* _What you will do_: Can you give every line of the material below as a numbered list, leaving out any blank lines?

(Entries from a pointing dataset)
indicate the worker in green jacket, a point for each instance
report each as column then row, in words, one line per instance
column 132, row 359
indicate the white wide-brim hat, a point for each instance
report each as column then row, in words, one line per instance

* _Answer to this problem_:
1. indicate the worker in green jacket, a point for each instance
2. report each as column then row, in words, one line per instance
3. column 132, row 359
4. indicate the white wide-brim hat, a point for each instance
5. report each as column then row, in words, one line per instance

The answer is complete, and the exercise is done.